» GIVEN PROBLEM
Beginning at the line that contains "Target: shirt collar", transcribe the remaining lines of the listing exactly; include the final line and omit everything before.

» DATA FOR THIS EXERCISE
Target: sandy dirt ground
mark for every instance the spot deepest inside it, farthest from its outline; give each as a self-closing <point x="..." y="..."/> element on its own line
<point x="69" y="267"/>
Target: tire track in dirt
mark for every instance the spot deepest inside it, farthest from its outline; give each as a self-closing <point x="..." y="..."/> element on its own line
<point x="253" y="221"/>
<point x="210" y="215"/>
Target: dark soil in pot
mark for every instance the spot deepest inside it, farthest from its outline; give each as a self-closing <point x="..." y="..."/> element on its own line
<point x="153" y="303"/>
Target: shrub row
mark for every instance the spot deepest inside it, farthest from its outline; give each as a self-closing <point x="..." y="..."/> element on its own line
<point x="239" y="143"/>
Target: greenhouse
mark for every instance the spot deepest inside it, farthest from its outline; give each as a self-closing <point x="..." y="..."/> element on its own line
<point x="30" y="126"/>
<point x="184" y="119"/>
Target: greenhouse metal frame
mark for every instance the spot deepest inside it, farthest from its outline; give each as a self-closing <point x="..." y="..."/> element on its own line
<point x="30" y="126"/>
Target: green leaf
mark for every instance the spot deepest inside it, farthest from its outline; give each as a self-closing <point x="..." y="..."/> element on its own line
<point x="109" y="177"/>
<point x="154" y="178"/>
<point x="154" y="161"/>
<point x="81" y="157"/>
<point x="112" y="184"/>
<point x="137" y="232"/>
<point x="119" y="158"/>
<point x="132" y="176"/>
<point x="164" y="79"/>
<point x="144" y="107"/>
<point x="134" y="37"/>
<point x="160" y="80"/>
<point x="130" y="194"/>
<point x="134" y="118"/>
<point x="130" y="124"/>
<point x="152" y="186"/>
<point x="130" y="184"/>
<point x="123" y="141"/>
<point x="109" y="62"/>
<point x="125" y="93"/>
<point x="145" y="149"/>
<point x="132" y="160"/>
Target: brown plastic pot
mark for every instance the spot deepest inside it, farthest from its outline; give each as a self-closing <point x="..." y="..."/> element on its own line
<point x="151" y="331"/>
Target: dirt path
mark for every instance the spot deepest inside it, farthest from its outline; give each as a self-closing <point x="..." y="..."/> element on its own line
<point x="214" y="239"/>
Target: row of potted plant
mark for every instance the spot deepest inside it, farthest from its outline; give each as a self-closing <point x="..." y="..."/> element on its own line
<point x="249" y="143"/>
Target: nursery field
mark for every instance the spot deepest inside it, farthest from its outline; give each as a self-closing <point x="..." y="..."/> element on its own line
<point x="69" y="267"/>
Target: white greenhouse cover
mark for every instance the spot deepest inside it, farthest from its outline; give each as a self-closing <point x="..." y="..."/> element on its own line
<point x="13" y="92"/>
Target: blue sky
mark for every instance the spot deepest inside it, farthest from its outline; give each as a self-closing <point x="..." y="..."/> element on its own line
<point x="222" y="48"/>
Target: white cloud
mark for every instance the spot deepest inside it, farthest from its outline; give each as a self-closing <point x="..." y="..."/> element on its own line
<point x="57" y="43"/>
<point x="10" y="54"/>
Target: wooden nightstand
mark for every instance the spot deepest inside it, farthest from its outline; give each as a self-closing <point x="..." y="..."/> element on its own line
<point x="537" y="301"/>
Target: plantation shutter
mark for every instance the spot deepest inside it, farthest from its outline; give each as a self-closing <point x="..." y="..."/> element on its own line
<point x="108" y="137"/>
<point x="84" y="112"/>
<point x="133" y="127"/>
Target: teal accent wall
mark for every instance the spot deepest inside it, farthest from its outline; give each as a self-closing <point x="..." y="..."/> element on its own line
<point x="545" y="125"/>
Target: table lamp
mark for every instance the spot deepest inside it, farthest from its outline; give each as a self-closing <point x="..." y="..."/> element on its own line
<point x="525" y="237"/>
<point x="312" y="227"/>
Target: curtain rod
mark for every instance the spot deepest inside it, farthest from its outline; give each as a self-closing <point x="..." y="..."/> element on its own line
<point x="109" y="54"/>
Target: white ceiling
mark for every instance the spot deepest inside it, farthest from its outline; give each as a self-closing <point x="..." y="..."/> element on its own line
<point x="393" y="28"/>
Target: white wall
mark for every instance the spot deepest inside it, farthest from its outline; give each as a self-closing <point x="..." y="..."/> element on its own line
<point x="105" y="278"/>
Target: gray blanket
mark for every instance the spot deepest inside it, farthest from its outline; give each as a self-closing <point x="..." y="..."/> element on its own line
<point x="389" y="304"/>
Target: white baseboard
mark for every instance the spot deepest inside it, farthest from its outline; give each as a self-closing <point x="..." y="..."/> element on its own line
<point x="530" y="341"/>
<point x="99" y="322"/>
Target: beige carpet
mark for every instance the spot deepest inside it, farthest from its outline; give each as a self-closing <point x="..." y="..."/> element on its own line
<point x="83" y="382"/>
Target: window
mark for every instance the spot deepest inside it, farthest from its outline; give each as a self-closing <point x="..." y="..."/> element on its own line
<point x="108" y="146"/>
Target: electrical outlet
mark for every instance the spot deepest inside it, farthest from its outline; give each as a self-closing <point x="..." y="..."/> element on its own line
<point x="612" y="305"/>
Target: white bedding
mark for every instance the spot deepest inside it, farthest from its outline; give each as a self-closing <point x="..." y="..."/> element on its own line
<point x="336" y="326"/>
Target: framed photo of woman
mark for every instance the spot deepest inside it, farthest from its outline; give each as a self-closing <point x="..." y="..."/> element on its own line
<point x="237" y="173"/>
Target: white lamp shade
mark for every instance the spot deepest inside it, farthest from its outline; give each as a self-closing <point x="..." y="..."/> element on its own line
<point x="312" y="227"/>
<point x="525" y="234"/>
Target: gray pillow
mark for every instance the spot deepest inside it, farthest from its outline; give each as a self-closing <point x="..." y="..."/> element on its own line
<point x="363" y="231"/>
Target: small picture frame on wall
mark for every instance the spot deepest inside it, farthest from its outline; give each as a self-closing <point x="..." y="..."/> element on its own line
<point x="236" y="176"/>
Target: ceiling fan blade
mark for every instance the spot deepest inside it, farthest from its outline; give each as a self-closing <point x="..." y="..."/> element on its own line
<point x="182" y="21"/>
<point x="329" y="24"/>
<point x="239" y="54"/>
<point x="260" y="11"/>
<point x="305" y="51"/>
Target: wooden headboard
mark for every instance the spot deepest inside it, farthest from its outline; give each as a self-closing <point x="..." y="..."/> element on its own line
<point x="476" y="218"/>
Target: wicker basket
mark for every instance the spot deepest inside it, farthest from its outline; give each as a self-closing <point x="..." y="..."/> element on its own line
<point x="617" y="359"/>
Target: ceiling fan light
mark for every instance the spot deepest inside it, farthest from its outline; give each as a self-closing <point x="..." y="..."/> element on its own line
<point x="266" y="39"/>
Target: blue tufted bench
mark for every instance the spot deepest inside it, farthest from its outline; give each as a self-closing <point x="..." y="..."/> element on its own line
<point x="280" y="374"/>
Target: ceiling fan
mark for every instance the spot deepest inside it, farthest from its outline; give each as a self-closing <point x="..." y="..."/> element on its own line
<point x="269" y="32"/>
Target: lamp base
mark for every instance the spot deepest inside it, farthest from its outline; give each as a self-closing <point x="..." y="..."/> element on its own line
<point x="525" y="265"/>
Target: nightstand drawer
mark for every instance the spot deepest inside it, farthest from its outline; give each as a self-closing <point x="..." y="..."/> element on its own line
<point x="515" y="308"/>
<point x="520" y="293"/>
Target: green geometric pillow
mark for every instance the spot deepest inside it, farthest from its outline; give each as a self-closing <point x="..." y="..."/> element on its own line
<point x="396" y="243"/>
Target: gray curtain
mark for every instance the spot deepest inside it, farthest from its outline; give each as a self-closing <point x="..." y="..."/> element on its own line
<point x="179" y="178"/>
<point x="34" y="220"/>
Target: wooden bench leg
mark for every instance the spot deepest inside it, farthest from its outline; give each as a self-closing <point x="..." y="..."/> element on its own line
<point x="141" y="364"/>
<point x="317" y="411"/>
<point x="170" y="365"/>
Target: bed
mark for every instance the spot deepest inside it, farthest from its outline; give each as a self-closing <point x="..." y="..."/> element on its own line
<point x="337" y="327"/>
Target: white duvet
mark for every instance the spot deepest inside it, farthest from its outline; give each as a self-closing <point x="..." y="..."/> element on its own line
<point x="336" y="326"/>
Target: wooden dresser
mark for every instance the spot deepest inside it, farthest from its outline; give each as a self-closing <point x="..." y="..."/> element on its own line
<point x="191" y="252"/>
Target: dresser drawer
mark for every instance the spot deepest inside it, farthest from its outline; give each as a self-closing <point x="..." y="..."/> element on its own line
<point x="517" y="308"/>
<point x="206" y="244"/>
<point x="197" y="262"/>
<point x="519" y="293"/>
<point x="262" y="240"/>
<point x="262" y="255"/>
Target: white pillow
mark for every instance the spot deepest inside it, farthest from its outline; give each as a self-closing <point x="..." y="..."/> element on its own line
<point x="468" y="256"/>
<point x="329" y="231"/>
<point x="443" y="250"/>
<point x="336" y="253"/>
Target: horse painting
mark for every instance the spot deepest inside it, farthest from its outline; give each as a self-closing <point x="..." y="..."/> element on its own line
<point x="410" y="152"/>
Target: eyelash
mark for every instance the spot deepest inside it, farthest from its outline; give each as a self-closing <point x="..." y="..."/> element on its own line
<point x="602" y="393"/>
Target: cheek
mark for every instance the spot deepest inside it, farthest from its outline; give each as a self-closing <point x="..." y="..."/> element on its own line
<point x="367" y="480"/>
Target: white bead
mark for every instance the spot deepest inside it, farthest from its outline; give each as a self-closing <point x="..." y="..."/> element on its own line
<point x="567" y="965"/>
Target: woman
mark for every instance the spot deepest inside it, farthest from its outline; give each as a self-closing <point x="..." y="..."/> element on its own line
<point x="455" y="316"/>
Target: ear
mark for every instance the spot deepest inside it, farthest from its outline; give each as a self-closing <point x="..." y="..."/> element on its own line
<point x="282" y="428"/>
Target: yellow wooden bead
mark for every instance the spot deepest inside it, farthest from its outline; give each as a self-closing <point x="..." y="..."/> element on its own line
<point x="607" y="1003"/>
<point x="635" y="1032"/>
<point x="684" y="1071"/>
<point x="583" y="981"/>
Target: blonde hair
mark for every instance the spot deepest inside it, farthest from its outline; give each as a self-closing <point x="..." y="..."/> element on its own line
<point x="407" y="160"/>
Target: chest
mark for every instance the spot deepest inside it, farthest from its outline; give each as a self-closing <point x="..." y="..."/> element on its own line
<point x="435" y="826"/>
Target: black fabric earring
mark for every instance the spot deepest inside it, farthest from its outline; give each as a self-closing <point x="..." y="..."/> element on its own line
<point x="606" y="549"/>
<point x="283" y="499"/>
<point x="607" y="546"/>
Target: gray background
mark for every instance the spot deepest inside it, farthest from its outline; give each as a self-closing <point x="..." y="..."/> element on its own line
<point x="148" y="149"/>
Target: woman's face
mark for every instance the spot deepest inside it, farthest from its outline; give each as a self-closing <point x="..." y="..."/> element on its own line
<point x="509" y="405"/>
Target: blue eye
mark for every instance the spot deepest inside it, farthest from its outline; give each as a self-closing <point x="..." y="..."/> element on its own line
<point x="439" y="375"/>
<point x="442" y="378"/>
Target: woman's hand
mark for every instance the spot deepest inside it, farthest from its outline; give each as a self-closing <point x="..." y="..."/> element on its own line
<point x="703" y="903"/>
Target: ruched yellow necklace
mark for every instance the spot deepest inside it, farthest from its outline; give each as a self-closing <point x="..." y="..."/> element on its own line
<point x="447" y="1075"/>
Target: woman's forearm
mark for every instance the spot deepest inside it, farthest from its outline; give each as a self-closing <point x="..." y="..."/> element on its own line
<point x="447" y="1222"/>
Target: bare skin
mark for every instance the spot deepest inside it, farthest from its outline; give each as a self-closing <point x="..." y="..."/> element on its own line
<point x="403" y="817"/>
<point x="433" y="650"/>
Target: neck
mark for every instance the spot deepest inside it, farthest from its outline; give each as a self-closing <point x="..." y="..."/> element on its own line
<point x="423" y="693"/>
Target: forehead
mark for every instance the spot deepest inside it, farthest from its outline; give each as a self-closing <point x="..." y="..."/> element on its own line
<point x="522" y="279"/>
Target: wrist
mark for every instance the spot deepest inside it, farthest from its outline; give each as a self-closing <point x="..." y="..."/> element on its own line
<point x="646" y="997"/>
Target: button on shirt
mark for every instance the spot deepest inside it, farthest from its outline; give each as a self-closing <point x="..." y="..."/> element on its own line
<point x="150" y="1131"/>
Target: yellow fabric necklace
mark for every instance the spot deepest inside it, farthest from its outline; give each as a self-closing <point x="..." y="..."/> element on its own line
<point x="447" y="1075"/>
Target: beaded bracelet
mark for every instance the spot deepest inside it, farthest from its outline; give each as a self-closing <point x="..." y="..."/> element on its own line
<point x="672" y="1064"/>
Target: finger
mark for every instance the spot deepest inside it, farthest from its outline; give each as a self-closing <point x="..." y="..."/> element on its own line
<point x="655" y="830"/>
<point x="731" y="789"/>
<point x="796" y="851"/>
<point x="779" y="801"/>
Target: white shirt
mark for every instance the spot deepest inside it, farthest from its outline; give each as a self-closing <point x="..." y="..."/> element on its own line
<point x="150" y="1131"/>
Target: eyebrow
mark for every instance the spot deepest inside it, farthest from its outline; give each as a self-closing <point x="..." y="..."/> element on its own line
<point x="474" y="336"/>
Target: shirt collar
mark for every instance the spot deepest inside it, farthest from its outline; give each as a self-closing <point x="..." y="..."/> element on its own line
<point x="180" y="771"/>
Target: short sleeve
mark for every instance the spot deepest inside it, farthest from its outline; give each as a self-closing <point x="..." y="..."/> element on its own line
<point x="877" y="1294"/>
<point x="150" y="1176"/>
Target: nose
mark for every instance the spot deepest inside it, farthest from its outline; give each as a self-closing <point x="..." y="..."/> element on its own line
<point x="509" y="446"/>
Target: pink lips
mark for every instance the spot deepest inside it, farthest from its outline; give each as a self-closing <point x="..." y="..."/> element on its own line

» SOLUTION
Target: shirt collar
mark for every instance the spot deepest inside it, farthest from its outline; give each as a self-closing <point x="..." y="..."/> element on its own line
<point x="180" y="771"/>
Target: short sleeve
mark for every instance the spot deepest inside it, farthest from its outline; give each as a self-closing <point x="..." y="..."/> element on its own line
<point x="877" y="1294"/>
<point x="150" y="1176"/>
Target: nose
mark for every instance the spot deepest inside it, farthest from its outline; give each as a self-closing <point x="..." y="..."/> element on its own line
<point x="509" y="446"/>
Target: pink lips
mark for every instance the spot deepest inside it, farthest from its outline; give each as a self-closing <point x="..." y="..."/> element on its own line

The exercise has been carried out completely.